Exercise details: Reproduce the data below, replacing every "marker" with "point" and leaving all else unchanged. Omit the pictures from your answer.

Supplied information:
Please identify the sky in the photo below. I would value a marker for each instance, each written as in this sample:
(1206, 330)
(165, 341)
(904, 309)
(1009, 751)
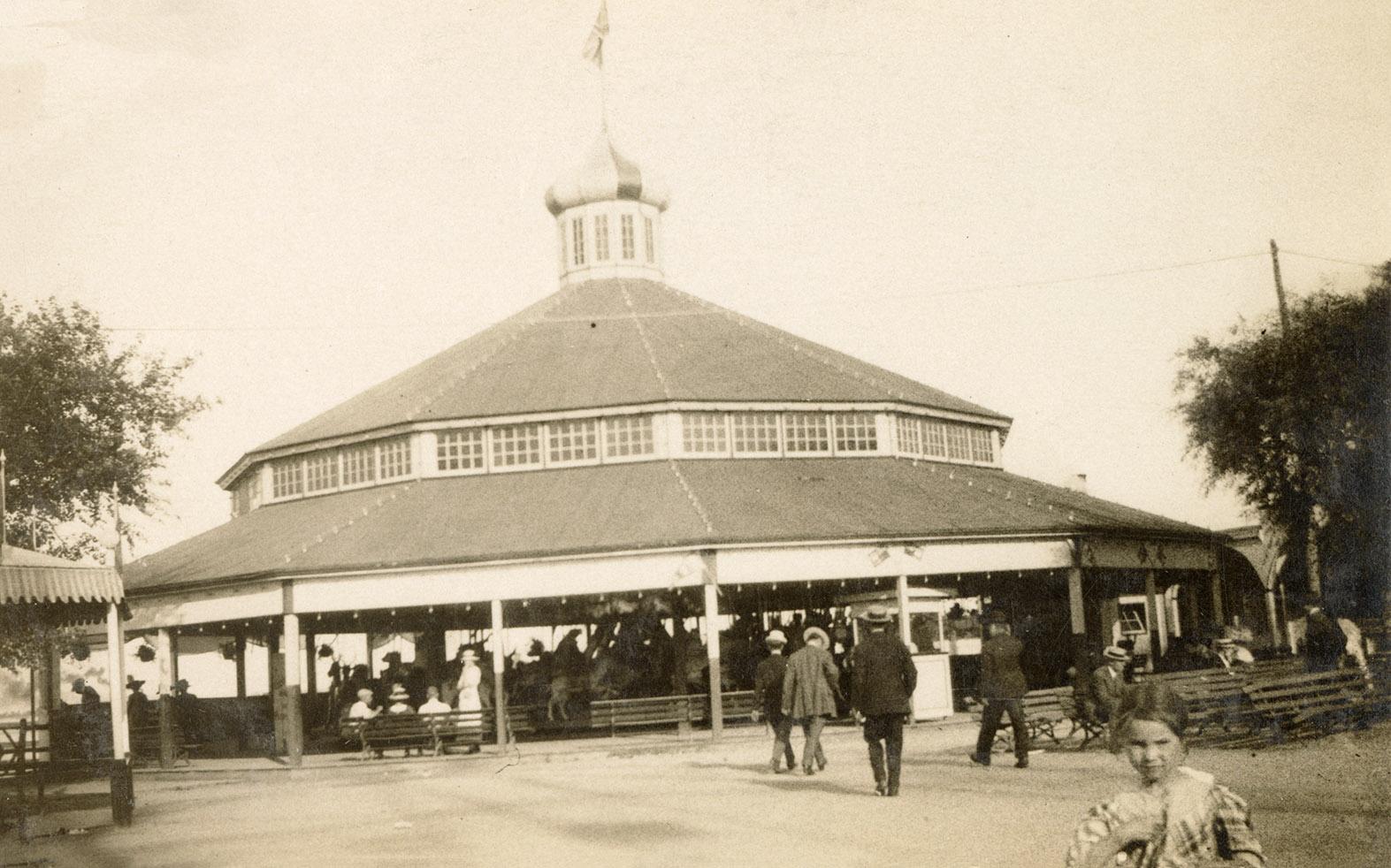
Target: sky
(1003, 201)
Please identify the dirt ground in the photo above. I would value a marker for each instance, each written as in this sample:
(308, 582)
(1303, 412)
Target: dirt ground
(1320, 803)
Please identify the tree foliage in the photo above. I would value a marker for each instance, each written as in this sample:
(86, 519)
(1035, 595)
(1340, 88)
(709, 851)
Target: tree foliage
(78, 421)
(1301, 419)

Problem solution:
Please identify the sky in the photo below. I would value a point for each instance, each written as in this sample:
(1206, 330)
(165, 341)
(904, 309)
(1009, 751)
Target: sky
(1003, 201)
Please identify the dirt ground in the photo above. I would value a point for each instance, each written as in this sample:
(308, 582)
(1303, 412)
Target: dirt ground
(1320, 803)
Please identify the tree foliage in the photo above. I would value a point for each instance, each written as in this sample:
(86, 519)
(1035, 595)
(1340, 88)
(709, 851)
Target: tree foliage
(78, 421)
(1301, 419)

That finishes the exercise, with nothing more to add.